**Texto fornecido**

Com a piora dos sintomas, como olhos avermelhados e manchas no corpo, Ricardo acabou sendo transferido, já utilizando balão para respirar, para o Hospital Correia Picanço, na Tamarineira, Zona Norte da capital, onde o quadro do novo coronavírus foi confirmado. Lá, mãe e filho viveram os momentos mais dramáticos. "Ele precisou ser intubado. Teve derrame nos olhos e a covid afetou os rins e o coração. Meu filho teve duas paradas cardíacas. As médicas explicaram que era uma nova covid que estava aparecendo, mais rara. Ricardo era a segunda criança no Estado a ter esse quadro", relata.
O medo do desconhecido aumentava apreensão da família. "Eu só pensava o pior. Não saía do lado dele para nada. Meu filho era uma criança saudável e de repente eu vi ele nessa situação. Só pedia a Deus que trouxesse meu filho de volta", conta.
Ricardo completou 14 anos no dia 15 de junho, um dia após deixar a Unidade de Tratamento Intensivo (UTI). Os profissionais fizeram uma comemoração, com direito a bolo para celebrar a data. Dois meses depois, o menino segue sendo acompanhado por médicos de diferentes especialidades. Débora não sabe ao certo como Ricardo contraiu a doença. Além dos dois, a filha mais velha, de 18 anos, e a mãe da dona de casa, de 65, estavam na residência e ninguém apresentou sintomas.

**Conteúdo do material**
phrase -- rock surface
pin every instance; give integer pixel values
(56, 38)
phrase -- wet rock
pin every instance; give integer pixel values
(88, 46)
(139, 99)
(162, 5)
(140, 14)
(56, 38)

**Tarefa 1**
Transcreva, do texto sobre a internação de Ricardo, o trecho que começa em "O medo do desconhecido" e termina em "ninguém apresentou sintomas.".
**Tarefa 2**
Escreva a continuação do texto sobre a internação de Ricardo a partir do ponto em que ele para.

**Resultado da tarefa 1**
O medo do desconhecido aumentava apreensão da família. "Eu só pensava o pior. Não saía do lado dele para nada. Meu filho era uma criança saudável e de repente eu vi ele nessa situação. Só pedia a Deus que trouxesse meu filho de volta", conta.
Ricardo completou 14 anos no dia 15 de junho, um dia após deixar a Unidade de Tratamento Intensivo (UTI). Os profissionais fizeram uma comemoração, com direito a bolo para celebrar a data. Dois meses depois, o menino segue sendo acompanhado por médicos de diferentes especialidades. Débora não sabe ao certo como Ricardo contraiu a doença. Além dos dois, a filha mais velha, de 18 anos, e a mãe da dona de casa, de 65, estavam na residência e ninguém apresentou sintomas.

**Resultado da tarefa 2**
Sobre a retomada das aulas, Débora está decidida. "Mesmo que ele tenha 14 anos, não tem como garantir a higiene das escolas. Este ano, não mando meu filho para a escola, mesmo que as aulas retornem. O que ele teve foi muito grave."
Na terça-feira (25), o Governo de Pernambuco confirmou a primeira morte de criança com quadro de SIM-P. A vítima tinha apenas 11 anos e morava no Recife. Segundo a SES, há pelo menos nove casos no estado, incluindo o óbito. Existem relatos de pacientes internados com a SIM-P em outras unidades de saúde, como o Hospital Barão de Lucena (HBL), que é referência no atendimento materno-infantil no Estado.